4. Bağlantılı sözleşme yasağı

Yürürlüğe girecek düzenlemeye göre, çatılı iş yeri kiralarında sözleşmenin kurulması ya da sürdürülmesi, kiracının yararı olmaksızın, kiralananın kullanımıyla doğrudan ilişkisi olmayan bir borç altına girmesi koşuluna bağlanmışsa, kirayla bağlantılı sözleşme geçersiz olacaktır Eski Kanunda yer almayan bu yeni düzenlemeyle artık kiraya veren kiracılarına sözleşmenin yapılması ya da yenilenmesi için, kiracının hiçbir yararının olmadığı, kiralananın kullanımıyla da doğrudan ilişkisi olmayan bir borç altına girmesi koşulunu getiremeyecektir.

5. Kiracının depozito (güvence bedeli) vermesi koşulları

Depozito (Güvence Bedeli), bilindiği gibi kiracının kiraya verene vereceği zararlara yahut yerine getirmeyeceği borçlarına karşılık verilen bir teminat bedelidir. Burada amaç, kiraya verene bir ekonomik yarar sağlamak değildir. Öte yandan bu teminatın kiraya verende kaldığı sürece de kiracının da bir zarara uğramaması gerekmektedir. Yeni Borçlar Kanunu’nun bu konuda adalet olarak öngördüğü sistem, artık iş yeri kiralarında da uygulama alanı bulacaktır. Bu güne kadar bu adalet taraflar arasında güvencenin döviz olarak verilmesiyle sağlanmaya çalışılmaktaydı. 1 Temmuz’dan sonra yapılacak çatılı iş yeri kiralarında, konut kiralarında on yıldır uygulandığı gibi, sözleşmeyle kiracının güvence vermesinin öngörülmesi halinde, bu güvence üç aylık kira bedelinden fazla olmayacaktır. Güvence olarak para veya kıymetli evrak verilmesi kararlaştırılmışsa kiracının, kiraya verenin onayı olmaksızın çekilmemek üzere, parayı vadeli bir tasarruf hesabına yatırması, kıymetli evrak ise bir bankaya depo etmesi gerekecektir. Banka, güvenceleri ancak iki tarafın rızasıyla veya icra takibinin kesinleşmesiyle ya da kesinleşmiş mahkeme kararına dayanarak geri verebilecektir. Kiraya veren, kira sözleşmesinin sona ermesini izleyen üç ay içinde kiracıya karşı kira sözleşmesiyle ilgili bir dava açtığını veya icra ya da iflas yoluyla takibe giriştiğini bankaya yazılı olarak bildirmezse, banka, kiracının istemi üzerine güvenceyi kiracıya iade edecektir.

Görevler.
1 > Yukarıdaki iş yeri kirası metninde "Depozito (Güvence Bedeli), bilindiği gibi" diye başlayan paragrafı, temel bilgilerini koruyarak madde madde yeniden yaz.
2 > İş yeri kirası metninden "Yürürlüğe girecek düzenlemeye" ifadesinden "girmesi koşulunu getiremeyecektir." ifadesine kadar olan kısmı değiştirmeden yaz.

Veri Kümesi İçeriği.
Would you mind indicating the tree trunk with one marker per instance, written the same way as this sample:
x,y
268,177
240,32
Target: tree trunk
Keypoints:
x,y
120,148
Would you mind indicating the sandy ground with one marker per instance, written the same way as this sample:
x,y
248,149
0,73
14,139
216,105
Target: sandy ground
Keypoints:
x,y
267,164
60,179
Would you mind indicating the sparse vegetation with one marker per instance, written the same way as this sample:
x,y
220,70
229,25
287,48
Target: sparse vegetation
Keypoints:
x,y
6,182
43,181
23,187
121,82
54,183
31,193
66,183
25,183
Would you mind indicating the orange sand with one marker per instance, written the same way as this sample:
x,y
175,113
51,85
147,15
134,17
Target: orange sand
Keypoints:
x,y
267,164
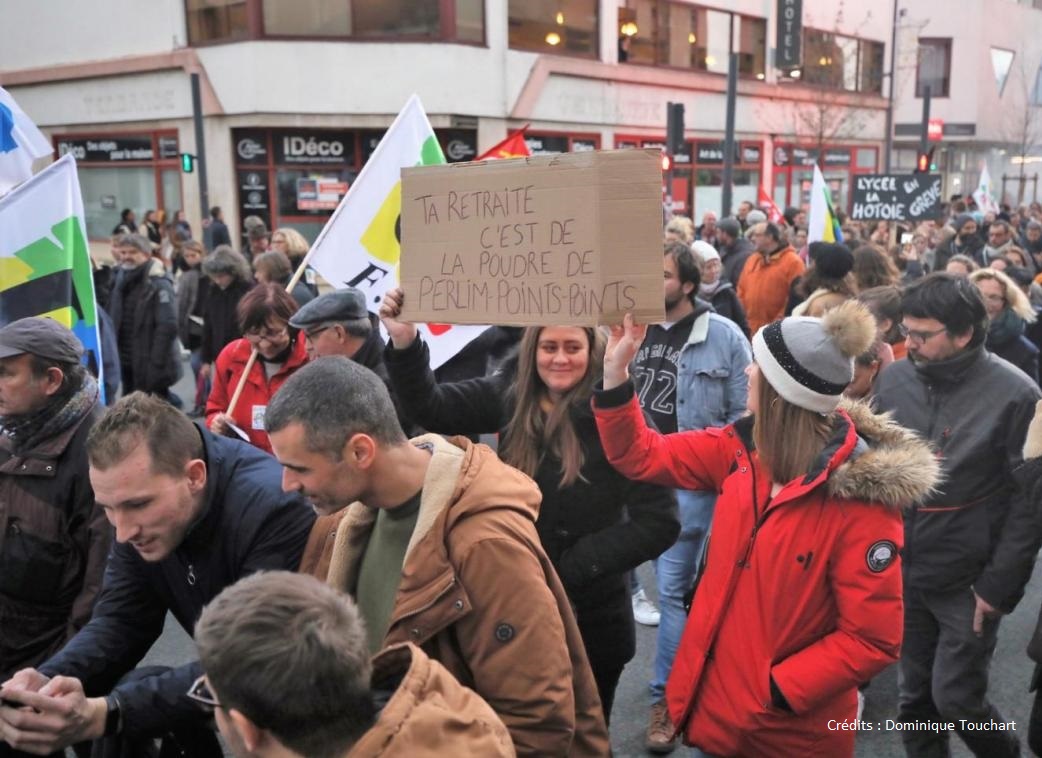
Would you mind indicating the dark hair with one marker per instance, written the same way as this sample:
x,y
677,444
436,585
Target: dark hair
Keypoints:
x,y
687,269
335,398
291,654
171,437
952,300
885,302
534,433
72,373
263,302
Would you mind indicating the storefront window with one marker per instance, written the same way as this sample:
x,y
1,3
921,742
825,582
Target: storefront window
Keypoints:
x,y
683,35
216,20
566,27
375,19
842,63
117,171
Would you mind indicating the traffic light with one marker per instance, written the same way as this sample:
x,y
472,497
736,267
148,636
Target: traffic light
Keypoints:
x,y
924,162
674,127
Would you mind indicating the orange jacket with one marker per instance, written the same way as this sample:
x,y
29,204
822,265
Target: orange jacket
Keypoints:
x,y
764,286
257,392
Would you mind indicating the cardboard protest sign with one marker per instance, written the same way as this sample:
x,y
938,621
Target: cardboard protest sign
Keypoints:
x,y
568,240
892,197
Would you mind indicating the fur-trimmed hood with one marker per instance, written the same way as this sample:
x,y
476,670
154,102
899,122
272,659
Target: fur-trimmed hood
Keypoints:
x,y
894,467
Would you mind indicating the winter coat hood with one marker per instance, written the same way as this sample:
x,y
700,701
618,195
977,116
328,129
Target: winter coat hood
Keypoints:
x,y
891,464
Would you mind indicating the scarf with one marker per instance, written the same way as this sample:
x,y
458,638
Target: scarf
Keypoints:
x,y
65,410
1007,327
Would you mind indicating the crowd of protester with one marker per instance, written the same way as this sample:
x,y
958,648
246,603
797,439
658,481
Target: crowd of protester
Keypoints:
x,y
800,448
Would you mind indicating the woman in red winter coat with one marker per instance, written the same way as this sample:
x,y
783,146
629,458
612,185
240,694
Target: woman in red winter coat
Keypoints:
x,y
264,317
800,600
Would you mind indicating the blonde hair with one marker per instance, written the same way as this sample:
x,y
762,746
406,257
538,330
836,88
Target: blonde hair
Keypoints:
x,y
532,433
296,244
1016,300
788,437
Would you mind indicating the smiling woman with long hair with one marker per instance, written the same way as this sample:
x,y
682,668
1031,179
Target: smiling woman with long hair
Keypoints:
x,y
594,523
800,600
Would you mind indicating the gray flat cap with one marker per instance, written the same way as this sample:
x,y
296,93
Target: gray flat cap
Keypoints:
x,y
43,337
346,304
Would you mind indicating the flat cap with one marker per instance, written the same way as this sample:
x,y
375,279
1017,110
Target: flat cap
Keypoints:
x,y
43,337
346,304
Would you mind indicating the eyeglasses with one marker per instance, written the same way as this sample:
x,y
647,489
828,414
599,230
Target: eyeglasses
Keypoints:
x,y
918,335
312,334
270,335
201,693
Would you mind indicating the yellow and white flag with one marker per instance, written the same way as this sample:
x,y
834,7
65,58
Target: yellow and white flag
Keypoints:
x,y
360,246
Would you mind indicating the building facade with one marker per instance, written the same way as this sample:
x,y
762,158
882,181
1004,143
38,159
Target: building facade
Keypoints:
x,y
983,64
296,95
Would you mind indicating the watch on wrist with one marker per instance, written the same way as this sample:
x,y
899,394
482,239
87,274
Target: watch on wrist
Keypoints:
x,y
114,715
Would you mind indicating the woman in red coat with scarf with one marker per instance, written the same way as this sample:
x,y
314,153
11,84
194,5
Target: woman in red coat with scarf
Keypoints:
x,y
800,600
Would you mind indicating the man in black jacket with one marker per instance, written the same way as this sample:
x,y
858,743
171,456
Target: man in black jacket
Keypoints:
x,y
970,547
193,513
144,312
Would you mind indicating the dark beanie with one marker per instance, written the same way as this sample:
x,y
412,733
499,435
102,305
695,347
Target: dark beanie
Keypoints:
x,y
835,262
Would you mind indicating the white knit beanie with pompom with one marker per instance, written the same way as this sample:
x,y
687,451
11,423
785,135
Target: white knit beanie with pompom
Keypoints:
x,y
810,361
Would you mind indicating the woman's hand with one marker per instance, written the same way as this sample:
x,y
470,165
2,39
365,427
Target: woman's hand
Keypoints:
x,y
402,333
622,345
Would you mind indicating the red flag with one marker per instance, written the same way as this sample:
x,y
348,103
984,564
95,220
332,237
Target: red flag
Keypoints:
x,y
513,146
765,202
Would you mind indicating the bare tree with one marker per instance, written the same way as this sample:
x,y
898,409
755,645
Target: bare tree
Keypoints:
x,y
1020,124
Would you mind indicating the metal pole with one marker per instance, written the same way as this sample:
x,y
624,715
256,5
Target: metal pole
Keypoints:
x,y
924,135
890,95
728,137
200,146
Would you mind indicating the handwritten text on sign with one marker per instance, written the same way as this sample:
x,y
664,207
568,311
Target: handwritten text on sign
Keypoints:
x,y
565,239
892,197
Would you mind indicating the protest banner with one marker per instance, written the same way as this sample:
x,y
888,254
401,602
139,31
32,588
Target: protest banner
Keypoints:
x,y
570,240
894,197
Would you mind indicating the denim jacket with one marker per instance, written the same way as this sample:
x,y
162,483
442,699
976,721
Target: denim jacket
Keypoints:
x,y
711,385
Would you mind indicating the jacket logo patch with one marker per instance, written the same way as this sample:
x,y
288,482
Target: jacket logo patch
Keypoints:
x,y
881,555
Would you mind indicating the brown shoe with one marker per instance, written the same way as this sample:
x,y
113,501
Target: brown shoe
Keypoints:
x,y
660,736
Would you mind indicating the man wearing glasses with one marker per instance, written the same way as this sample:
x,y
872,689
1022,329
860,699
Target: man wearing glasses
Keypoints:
x,y
193,513
326,699
339,323
970,547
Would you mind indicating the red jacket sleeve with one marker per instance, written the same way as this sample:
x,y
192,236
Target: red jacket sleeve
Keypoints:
x,y
685,460
870,624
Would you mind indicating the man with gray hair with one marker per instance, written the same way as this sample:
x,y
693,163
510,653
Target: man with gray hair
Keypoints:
x,y
437,542
326,699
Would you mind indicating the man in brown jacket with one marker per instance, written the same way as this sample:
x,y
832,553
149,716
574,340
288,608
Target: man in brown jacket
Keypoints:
x,y
438,545
326,699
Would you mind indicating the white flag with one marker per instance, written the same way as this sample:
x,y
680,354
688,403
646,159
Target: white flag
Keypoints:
x,y
360,246
45,263
21,143
983,195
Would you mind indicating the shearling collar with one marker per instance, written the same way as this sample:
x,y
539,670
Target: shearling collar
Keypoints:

Beklenen Yanıtlar.
1 >
- Depozito, kiracının kiraya verene vereceği zararlara ya da yerine getirmeyeceği borçlarına karşı verilen bir teminattır. Amacı kiraya verene ekonomik yarar sağlamak değildir. Teminat kiraya verende kaldığı sürece kiracı da zarara uğramamalıdır.
- Yeni Borçlar Kanunu'nun bu konuda öngördüğü sistem artık iş yeri kiralarında da uygulanacaktır. Bugüne kadar bu denge, güvencenin döviz olarak verilmesiyle sağlanmaya çalışılıyordu.
- 1 Temmuz'dan sonra yapılacak çatılı iş yeri kiralarında, sözleşmede güvence öngörülmüşse bu güvence üç aylık kira bedelini aşamayacaktır. Bu kural, konut kiralarında on yıldır uygulanmaktadır.
- Güvence para ise vadeli bir tasarruf hesabına yatırılacak, kıymetli evrak ise bir bankaya depo edilecektir. Her ikisi de kiraya verenin onayı olmadan çekilemeyecektir.
- Banka güvenceyi yalnızca iki tarafın rızasıyla, kesinleşmiş icra takibiyle ya da kesinleşmiş mahkeme kararına dayanarak geri verebilecektir.
- Kiraya veren, sözleşmenin bitiminden sonraki üç ay içinde kiracıya karşı dava açtığını ya da icra veya iflas yoluyla takibe giriştiğini bankaya yazılı olarak bildirmezse, banka kiracının istemi üzerine güvenceyi kiracıya iade edecektir.

2 >
Yürürlüğe girecek düzenlemeye göre, çatılı iş yeri kiralarında sözleşmenin kurulması ya da sürdürülmesi, kiracının yararı olmaksızın, kiralananın kullanımıyla doğrudan ilişkisi olmayan bir borç altına girmesi koşuluna bağlanmışsa, kirayla bağlantılı sözleşme geçersiz olacaktır Eski Kanunda yer almayan bu yeni düzenlemeyle artık kiraya veren kiracılarına sözleşmenin yapılması ya da yenilenmesi için, kiracının hiçbir yararının olmadığı, kiralananın kullanımıyla da doğrudan ilişkisi olmayan bir borç altına girmesi koşulunu getiremeyecektir.